Aim: Reproduce word for word the part of the plastic bag bill commentary below that starts at the words "What no one" and stops after "the Surfrider Foundation.".

Page excerpt:
GIVE THAT MAN AN EXPLODING CIGAR: Sometime you've gotta wonder what happens when people start breathing the air around the state capitol when the legislature is in session.

While it seems to imbue many reps and sens with a tone-deafness that often yields bills like this year's slew of anti-ethics measures, such as the one that would have literally legalized bribery, we're talking about the tendency of public interest lobbying groups- the ones supporting things like good governance and environmental protection- to look at a difficult route for good legislation and decide to take the path of least resistance.

So it was bad enough when, as we wrote late last month:

we heard that rather than ban those one-time-use, white, plastic grocery bags like Kaua`i and Maui have done, the bill streaking through the legislature aims to simply put a 10 cent fee on them- to go to 25 cents if it doesn't decrease the use significantly.


At that time we were kvetching about how

the corporate media is framing any controversy over the bill as whether in fact to institute a fee and if so how much it should be, is that our own people have sold us down the river once again.


But to our surprise soon thereafter we received a "Capitol Watch" email from the state Sierra Club (SC) asking us to get behind the effort rather than pushing the type of legislative ban many of us worked hard to institute on Kaua`i, Maui and the Big Island and has now been introduced in Honolulu.

What no one has reported is the behind-the-scenes controversy it caused, not just among SC members but among other organization cited as supporting the bill such as the Surfrider Foundation.

Data provided:
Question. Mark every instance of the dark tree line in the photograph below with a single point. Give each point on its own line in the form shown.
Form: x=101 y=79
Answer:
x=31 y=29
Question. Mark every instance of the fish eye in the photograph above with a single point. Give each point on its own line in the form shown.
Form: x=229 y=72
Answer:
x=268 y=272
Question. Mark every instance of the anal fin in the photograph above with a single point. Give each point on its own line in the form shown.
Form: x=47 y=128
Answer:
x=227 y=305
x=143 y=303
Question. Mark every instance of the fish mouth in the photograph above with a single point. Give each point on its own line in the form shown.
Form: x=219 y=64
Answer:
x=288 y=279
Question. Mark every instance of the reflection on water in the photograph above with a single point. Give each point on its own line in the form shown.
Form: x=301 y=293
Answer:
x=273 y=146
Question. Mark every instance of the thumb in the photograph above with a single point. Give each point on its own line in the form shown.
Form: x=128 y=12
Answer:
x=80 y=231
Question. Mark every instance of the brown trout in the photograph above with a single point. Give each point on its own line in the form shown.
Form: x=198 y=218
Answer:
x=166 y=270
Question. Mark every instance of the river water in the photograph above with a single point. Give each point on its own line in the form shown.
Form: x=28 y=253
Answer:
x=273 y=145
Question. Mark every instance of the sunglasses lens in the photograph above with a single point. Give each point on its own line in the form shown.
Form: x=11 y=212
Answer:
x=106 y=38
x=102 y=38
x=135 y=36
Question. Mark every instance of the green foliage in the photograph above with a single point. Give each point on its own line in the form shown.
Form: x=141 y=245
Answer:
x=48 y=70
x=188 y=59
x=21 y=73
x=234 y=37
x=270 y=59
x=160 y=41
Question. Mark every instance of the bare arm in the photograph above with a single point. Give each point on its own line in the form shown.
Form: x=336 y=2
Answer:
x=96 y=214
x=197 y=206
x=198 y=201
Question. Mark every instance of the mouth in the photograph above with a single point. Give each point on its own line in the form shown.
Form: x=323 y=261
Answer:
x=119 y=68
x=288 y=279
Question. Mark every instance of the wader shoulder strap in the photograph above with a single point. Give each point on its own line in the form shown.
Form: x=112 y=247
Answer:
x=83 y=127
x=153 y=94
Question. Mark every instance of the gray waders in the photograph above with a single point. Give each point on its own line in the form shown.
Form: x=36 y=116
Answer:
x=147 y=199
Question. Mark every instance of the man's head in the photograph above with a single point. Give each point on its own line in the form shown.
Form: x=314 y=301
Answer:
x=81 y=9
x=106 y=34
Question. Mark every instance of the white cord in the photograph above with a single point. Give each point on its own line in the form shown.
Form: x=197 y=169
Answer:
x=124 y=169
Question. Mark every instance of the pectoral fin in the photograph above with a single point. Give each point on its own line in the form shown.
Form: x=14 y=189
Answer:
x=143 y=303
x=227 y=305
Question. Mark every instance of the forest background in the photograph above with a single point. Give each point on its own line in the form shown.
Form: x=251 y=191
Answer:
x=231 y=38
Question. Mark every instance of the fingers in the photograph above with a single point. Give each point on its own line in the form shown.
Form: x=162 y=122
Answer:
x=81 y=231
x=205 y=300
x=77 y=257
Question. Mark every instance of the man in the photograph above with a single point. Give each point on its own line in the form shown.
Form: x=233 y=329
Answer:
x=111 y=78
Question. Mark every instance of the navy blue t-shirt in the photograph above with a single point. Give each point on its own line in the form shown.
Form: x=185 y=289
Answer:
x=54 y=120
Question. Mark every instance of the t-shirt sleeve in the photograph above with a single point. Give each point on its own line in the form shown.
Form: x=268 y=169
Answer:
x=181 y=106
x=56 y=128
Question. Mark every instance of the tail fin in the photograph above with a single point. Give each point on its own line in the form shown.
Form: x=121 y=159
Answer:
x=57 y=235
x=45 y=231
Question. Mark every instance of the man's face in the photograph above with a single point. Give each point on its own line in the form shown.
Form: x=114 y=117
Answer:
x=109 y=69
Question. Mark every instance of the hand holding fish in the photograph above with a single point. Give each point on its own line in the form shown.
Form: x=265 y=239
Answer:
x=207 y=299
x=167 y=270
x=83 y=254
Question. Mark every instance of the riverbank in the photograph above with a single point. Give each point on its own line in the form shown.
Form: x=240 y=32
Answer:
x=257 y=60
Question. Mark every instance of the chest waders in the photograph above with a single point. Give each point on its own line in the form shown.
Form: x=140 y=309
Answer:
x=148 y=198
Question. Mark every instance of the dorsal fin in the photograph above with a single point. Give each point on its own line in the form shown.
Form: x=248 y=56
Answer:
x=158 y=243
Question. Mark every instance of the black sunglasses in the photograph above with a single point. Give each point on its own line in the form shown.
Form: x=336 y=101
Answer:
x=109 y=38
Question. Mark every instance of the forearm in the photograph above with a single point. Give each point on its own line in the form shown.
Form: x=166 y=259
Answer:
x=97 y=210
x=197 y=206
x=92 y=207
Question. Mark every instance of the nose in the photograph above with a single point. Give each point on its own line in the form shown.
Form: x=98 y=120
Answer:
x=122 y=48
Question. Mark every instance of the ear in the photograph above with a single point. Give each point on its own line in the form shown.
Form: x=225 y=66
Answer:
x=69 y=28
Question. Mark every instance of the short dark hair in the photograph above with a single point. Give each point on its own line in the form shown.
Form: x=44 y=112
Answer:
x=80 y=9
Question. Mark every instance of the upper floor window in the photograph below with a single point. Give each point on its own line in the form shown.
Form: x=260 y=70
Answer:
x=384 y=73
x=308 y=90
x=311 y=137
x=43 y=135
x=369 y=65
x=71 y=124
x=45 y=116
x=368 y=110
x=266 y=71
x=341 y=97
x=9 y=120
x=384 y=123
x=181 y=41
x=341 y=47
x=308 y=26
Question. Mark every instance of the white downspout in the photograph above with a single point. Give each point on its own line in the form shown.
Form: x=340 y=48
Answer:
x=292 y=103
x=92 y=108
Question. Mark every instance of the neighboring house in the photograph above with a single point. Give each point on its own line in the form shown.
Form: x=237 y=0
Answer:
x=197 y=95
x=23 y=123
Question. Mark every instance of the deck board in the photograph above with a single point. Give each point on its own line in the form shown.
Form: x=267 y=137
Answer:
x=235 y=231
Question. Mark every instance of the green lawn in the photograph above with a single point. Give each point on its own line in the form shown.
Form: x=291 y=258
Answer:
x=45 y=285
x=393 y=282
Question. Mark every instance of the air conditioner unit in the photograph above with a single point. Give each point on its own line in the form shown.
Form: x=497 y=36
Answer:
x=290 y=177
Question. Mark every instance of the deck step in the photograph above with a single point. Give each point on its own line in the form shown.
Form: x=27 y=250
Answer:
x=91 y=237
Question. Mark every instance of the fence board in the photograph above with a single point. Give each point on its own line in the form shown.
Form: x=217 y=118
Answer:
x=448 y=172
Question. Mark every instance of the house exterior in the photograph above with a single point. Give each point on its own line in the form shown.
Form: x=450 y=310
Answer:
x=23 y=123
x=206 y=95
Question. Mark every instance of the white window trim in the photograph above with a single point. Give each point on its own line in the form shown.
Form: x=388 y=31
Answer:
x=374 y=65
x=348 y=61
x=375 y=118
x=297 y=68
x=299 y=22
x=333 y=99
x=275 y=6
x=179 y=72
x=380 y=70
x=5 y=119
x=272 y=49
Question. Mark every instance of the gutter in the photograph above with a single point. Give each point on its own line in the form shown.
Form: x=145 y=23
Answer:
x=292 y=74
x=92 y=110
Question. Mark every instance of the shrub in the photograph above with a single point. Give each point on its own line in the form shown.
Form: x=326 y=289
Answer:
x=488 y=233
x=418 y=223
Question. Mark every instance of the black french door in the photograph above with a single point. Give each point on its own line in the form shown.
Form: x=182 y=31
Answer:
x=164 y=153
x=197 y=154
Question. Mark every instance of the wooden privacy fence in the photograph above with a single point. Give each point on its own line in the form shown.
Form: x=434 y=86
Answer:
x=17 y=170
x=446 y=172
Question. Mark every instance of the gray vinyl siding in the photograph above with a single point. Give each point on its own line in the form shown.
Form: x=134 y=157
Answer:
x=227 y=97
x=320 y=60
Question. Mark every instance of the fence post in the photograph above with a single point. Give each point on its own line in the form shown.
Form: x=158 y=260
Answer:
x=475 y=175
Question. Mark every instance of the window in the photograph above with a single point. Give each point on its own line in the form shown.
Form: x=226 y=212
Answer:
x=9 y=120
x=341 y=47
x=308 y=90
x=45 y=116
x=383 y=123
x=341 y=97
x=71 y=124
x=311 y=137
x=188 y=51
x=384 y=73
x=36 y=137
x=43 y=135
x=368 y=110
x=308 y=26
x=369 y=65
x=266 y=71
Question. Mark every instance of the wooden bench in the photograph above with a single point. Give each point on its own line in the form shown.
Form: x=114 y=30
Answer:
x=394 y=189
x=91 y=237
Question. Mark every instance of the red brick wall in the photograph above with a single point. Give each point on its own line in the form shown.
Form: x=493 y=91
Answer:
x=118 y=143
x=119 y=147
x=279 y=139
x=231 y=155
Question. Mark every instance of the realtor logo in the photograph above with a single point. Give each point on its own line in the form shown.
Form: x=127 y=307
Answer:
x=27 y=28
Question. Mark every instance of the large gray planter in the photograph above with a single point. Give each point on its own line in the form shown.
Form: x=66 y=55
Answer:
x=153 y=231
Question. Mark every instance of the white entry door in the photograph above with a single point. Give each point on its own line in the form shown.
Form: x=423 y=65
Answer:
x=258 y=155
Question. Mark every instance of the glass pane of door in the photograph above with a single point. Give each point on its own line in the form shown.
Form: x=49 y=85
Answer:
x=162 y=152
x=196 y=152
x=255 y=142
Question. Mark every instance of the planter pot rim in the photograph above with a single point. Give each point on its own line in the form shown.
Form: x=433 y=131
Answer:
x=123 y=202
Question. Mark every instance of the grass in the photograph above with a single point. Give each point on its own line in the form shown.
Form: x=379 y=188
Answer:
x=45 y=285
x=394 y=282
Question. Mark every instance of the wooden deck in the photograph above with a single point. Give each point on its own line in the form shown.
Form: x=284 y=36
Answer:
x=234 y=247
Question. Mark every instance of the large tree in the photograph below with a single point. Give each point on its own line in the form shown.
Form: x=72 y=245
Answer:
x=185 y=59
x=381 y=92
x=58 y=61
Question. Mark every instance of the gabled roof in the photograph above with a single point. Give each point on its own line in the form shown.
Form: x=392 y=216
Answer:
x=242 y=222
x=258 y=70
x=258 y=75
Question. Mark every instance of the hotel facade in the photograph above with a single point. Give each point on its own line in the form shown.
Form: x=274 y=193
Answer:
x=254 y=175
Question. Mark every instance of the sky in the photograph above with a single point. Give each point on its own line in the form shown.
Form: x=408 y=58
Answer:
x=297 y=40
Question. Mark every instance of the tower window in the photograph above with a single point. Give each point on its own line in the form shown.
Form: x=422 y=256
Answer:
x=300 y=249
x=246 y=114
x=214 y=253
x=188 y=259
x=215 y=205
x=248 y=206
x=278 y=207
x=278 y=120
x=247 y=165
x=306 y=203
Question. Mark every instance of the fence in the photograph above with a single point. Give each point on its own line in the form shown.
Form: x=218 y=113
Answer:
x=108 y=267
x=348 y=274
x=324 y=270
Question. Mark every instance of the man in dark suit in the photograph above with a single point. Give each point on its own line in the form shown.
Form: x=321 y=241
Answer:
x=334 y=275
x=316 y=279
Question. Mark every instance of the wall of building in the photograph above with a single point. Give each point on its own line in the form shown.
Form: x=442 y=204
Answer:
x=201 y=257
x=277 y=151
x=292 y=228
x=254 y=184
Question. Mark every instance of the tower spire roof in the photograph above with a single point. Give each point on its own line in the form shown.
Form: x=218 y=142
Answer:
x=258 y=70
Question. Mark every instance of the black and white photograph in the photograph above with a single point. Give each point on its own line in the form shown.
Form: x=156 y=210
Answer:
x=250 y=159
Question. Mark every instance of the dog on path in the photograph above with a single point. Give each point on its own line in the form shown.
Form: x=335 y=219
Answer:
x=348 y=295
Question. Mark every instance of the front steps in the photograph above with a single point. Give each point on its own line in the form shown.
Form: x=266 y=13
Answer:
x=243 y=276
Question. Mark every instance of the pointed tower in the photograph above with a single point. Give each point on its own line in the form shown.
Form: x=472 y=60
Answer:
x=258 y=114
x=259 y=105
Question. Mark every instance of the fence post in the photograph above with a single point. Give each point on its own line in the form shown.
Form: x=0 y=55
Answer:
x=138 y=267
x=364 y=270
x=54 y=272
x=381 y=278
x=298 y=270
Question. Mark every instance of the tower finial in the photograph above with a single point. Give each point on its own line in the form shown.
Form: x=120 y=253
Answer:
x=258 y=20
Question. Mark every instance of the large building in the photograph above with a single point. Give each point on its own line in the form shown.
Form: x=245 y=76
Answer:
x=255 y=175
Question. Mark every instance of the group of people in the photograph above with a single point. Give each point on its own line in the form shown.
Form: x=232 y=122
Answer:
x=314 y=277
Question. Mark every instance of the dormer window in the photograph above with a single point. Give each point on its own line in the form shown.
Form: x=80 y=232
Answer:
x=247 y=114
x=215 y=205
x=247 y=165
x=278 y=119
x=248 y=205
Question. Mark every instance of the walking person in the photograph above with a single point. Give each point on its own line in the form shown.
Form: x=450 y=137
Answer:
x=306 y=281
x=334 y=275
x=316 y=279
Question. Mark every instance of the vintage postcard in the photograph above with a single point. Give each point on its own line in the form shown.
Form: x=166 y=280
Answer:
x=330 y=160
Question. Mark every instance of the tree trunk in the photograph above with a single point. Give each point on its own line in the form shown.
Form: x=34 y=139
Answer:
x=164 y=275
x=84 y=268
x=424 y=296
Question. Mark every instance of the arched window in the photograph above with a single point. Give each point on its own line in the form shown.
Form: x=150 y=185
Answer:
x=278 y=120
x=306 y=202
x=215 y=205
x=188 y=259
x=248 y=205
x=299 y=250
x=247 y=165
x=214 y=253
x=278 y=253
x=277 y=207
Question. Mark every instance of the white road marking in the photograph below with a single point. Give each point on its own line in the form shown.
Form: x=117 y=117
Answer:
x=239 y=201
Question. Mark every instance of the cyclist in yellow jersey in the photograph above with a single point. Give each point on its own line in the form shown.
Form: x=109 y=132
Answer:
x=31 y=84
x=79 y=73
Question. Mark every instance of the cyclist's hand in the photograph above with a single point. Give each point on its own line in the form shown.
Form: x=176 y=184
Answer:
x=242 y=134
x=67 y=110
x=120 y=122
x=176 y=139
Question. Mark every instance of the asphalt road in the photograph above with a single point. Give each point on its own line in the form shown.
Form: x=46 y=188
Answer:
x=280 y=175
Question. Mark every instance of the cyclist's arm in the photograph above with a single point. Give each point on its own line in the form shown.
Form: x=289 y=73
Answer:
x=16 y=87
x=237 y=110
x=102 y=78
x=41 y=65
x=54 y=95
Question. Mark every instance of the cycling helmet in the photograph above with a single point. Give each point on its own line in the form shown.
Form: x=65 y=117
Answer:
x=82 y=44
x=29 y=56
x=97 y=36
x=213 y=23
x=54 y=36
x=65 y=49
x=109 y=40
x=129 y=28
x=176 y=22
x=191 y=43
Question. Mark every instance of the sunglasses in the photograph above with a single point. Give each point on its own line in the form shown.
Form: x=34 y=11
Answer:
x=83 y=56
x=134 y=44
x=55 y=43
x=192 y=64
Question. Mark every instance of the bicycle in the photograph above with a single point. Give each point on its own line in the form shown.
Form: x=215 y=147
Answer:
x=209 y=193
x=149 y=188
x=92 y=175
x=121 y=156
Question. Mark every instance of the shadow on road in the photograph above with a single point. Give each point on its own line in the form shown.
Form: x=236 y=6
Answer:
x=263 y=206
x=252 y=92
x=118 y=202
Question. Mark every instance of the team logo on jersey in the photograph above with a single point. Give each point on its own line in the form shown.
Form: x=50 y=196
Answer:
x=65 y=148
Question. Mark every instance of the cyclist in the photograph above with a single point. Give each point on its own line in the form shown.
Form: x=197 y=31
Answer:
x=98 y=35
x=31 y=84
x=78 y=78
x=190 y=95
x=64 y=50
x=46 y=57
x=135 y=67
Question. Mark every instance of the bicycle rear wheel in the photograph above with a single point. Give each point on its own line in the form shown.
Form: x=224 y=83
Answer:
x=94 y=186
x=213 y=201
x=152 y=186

Solution for this task:
What no one has reported is the behind-the-scenes controversy it caused, not just among SC members but among other organization cited as supporting the bill such as the Surfrider Foundation.